> Task brief: In the listing below, locate the line with "Each instance receives one keypoint. Annotate the plaid" and the line with "Target: buried wooden structure", then output both and everything between them exactly, minus any pictures.

> Data extract:

◆ ◆ ◆

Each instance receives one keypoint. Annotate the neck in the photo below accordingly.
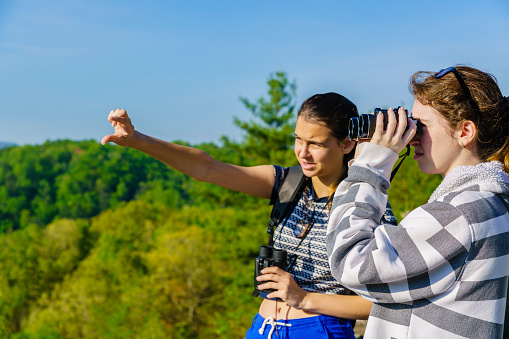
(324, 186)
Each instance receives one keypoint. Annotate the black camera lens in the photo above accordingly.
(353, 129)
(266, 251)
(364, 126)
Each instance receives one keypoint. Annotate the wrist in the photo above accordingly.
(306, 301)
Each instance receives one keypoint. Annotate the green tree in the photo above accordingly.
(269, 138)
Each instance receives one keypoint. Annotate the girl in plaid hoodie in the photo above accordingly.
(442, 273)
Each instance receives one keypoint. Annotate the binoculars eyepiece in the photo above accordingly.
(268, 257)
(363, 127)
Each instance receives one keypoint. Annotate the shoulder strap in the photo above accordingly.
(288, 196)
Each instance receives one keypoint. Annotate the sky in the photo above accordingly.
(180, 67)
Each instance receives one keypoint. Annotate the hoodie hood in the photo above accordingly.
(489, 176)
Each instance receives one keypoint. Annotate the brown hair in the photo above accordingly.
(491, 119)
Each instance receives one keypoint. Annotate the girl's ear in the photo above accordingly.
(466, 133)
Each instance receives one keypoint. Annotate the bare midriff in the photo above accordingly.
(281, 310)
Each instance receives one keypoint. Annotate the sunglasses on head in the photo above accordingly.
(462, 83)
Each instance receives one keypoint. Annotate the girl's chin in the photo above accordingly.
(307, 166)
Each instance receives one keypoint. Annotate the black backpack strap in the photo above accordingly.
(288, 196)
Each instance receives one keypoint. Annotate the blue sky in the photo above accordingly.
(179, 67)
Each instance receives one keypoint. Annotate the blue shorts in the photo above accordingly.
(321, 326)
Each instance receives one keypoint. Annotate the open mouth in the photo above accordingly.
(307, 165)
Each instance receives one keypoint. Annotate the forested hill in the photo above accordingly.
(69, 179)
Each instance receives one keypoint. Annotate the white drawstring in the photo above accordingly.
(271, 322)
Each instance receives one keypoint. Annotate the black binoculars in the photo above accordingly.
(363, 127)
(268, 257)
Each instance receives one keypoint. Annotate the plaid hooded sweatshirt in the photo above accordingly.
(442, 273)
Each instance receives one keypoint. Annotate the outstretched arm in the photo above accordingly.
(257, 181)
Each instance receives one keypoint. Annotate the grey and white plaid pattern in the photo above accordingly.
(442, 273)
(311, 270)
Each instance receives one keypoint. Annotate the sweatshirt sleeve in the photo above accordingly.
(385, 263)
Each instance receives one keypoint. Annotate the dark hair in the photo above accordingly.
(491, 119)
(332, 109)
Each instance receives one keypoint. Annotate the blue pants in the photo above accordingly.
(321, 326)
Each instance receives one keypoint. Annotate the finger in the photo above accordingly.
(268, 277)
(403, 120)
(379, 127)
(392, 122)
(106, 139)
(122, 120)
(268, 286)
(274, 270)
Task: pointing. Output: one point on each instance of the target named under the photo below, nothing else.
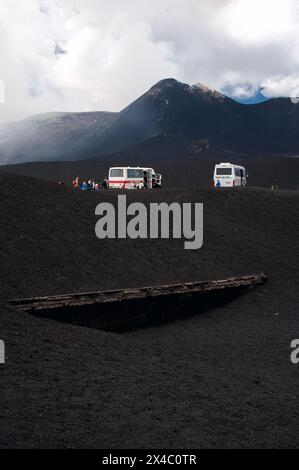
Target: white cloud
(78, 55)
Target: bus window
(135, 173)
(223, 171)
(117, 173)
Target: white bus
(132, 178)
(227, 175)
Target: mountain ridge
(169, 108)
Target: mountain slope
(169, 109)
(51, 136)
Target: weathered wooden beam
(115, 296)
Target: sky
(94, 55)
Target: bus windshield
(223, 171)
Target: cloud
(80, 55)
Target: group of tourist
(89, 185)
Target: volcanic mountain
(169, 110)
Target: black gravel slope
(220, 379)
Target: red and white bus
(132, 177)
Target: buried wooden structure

◆ ◆ ◆

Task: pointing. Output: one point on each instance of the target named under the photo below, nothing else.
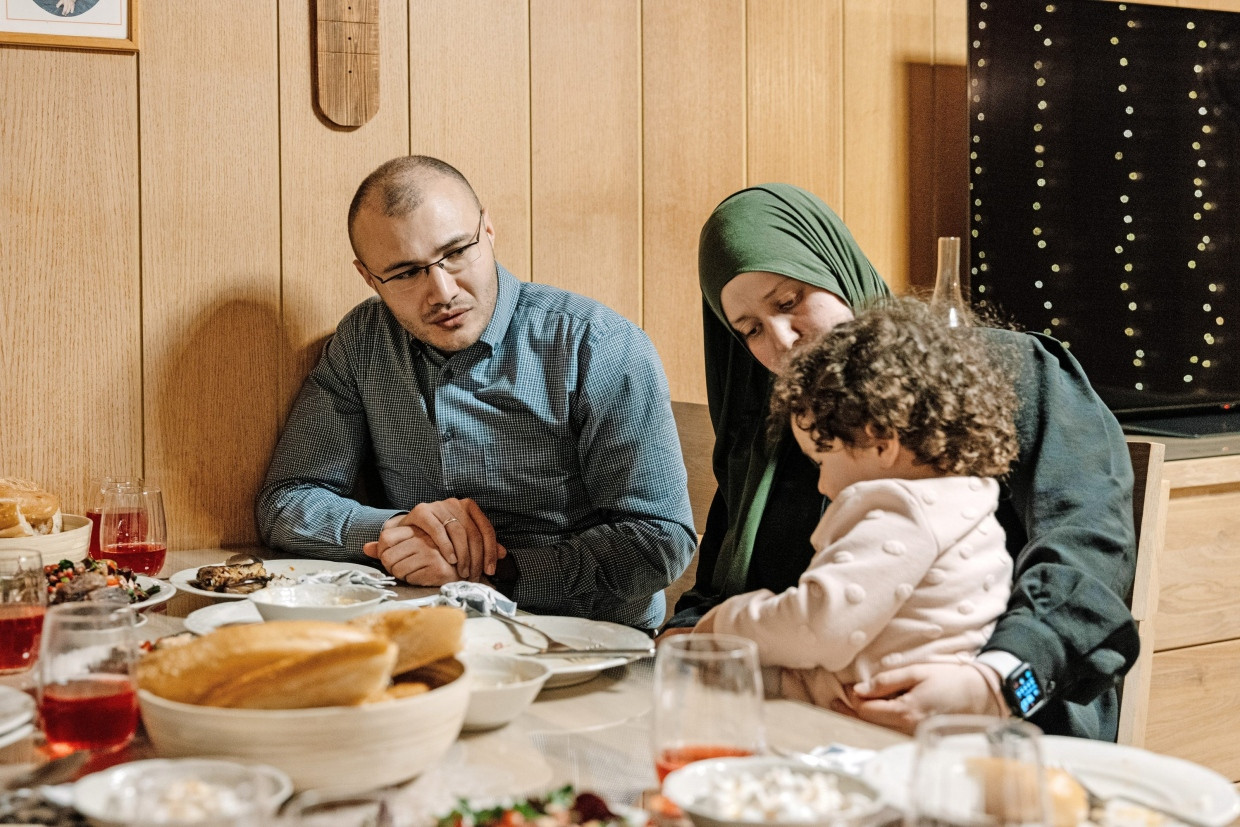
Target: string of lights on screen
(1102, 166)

◆ ◆ ◆

> Answer space:
Each instance receives one keypoint. Annotate the plaid hooded sweatshirt in the photo above accordingly.
(442, 273)
Each instance receives one keypoint. Annotate the outstretched arm in the photo above accordingly.
(257, 181)
Each instance receives one keypoint. Annotate the grey and white plaid pattern in the photo above accordingly.
(442, 273)
(311, 270)
Each instance receives one keypoint. Annotate the sweatshirt sleeve in the photo above accordingly.
(385, 263)
Each instance receives one keypoint. Annotate the dark hair in the photo above accordingly.
(491, 119)
(332, 109)
Each instance receives one keypoint. Annotate the blue pants in the photo above accordingly.
(321, 326)
Each instance receives one keypoint. Annotate the finger in the photo above accordingly.
(268, 277)
(403, 120)
(379, 127)
(392, 122)
(106, 139)
(122, 120)
(268, 286)
(274, 270)
Task: pointing. Output: one point on each instance of the target named under the photo below, nothing else.
Target: white cloud
(78, 55)
Target: bus window
(135, 173)
(223, 171)
(117, 173)
Target: white bus
(132, 178)
(227, 175)
Target: mountain ridge
(169, 108)
Target: mountain slope
(169, 109)
(51, 136)
Target: weathered wooden beam
(115, 296)
Target: sky
(94, 55)
Target: bus windshield
(223, 171)
Target: cloud
(80, 55)
Target: group of tourist
(89, 185)
Target: volcanic mountain
(169, 110)
Target: black gravel slope
(220, 379)
Target: red and white bus
(132, 177)
Target: buried wooden structure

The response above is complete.